-- EXERCISE --
Please copy the material below word for word, from its first line through the line that contains "x=93, y=188", and leave the pictures out.

● ● ●

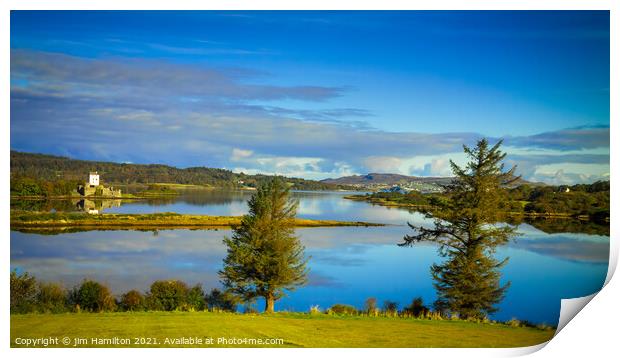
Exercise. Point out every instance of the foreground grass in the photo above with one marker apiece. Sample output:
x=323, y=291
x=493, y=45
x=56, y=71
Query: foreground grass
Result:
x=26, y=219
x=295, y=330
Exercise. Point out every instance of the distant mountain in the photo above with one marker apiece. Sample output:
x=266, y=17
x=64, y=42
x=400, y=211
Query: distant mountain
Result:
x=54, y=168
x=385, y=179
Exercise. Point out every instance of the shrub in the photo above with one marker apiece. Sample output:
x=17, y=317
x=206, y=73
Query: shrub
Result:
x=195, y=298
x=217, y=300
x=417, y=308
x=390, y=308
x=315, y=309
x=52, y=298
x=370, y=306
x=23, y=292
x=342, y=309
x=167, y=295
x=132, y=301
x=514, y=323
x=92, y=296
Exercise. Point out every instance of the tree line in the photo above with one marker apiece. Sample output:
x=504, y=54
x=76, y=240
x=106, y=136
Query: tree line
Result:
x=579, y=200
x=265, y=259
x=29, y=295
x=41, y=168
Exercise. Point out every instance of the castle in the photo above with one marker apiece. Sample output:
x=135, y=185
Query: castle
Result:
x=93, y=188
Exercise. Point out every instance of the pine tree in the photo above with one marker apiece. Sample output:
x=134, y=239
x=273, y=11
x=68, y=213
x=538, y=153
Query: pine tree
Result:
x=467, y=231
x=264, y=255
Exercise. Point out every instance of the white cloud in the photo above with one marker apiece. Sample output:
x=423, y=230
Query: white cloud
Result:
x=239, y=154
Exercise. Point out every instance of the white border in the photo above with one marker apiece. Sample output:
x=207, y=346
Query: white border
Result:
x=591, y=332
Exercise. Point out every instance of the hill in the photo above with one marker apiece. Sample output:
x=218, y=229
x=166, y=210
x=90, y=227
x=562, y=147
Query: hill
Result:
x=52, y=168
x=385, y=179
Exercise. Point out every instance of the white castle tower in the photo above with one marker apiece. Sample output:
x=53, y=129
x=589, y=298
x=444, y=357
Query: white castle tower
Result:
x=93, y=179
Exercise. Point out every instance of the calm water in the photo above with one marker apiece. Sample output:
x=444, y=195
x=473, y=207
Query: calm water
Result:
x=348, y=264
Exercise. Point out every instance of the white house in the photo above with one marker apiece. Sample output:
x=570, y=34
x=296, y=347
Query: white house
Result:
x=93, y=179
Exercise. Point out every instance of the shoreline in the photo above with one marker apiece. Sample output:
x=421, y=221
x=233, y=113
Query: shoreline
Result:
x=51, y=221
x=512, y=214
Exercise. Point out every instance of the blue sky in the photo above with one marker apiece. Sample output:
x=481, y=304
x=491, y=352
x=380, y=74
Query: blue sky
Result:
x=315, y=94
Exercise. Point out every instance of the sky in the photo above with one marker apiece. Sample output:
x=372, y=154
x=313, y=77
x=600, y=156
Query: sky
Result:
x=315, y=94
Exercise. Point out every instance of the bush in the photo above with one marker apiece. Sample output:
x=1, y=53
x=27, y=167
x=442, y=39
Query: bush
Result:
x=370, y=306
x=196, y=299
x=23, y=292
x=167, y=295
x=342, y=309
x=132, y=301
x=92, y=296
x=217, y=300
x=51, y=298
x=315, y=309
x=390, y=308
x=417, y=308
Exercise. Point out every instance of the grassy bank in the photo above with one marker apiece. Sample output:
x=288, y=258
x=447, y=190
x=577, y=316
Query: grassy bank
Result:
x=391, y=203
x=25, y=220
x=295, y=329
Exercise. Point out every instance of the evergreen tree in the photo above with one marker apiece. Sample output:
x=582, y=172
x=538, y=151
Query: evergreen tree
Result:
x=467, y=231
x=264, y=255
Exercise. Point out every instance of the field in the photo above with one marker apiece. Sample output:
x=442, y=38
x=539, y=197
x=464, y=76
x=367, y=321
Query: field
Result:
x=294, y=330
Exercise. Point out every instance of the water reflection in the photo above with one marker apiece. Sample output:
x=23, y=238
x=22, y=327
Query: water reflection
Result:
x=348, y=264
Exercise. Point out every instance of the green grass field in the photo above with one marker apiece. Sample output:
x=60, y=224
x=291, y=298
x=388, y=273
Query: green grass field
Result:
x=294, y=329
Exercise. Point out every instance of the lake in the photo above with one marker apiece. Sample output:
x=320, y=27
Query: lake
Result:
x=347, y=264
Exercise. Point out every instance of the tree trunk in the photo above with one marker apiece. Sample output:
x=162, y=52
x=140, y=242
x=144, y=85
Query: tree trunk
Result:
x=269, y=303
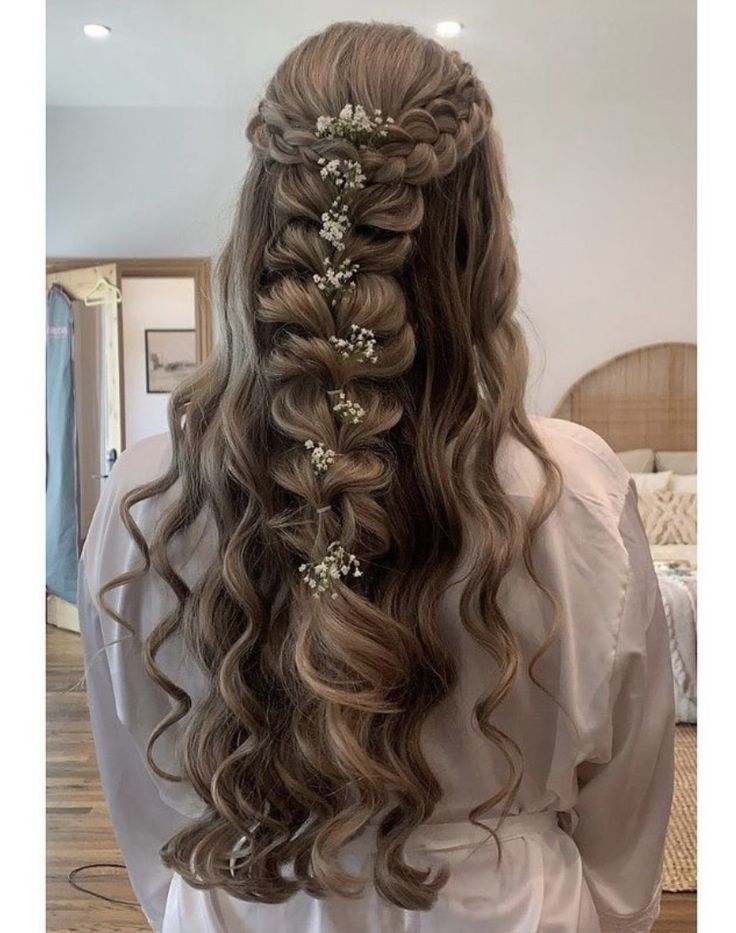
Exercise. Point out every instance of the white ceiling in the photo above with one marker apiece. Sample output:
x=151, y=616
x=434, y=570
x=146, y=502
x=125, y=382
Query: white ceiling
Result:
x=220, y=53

● ● ●

-- THE SOLUTION --
Exercise. Point out every instance of the foreground grass in the photo above with one marker apiece. Sample output:
x=323, y=291
x=493, y=45
x=56, y=71
Query: foreground grass
Result:
x=26, y=219
x=295, y=330
Exercise. Point out every instance of the distant mountain in the photo above with one marker apiece. Sample output:
x=266, y=17
x=64, y=42
x=400, y=211
Query: distant mountain
Result:
x=54, y=168
x=385, y=179
Exercise. Point out every instance of the shrub in the photo above with one marker apiece. Sample output:
x=17, y=317
x=206, y=73
Query: shrub
Result:
x=195, y=298
x=217, y=300
x=417, y=308
x=390, y=308
x=315, y=309
x=52, y=298
x=370, y=306
x=23, y=292
x=342, y=309
x=167, y=295
x=132, y=301
x=514, y=323
x=92, y=296
Exercise. Point out every instance of the tree line in the photo above with one marker apiece. Sample output:
x=504, y=54
x=76, y=240
x=106, y=136
Query: tree line
Result:
x=579, y=200
x=265, y=259
x=29, y=295
x=41, y=168
Exercise. Point out every instance of the castle in the photo above with one marker apiece. Sample output:
x=135, y=185
Query: castle
Result:
x=93, y=188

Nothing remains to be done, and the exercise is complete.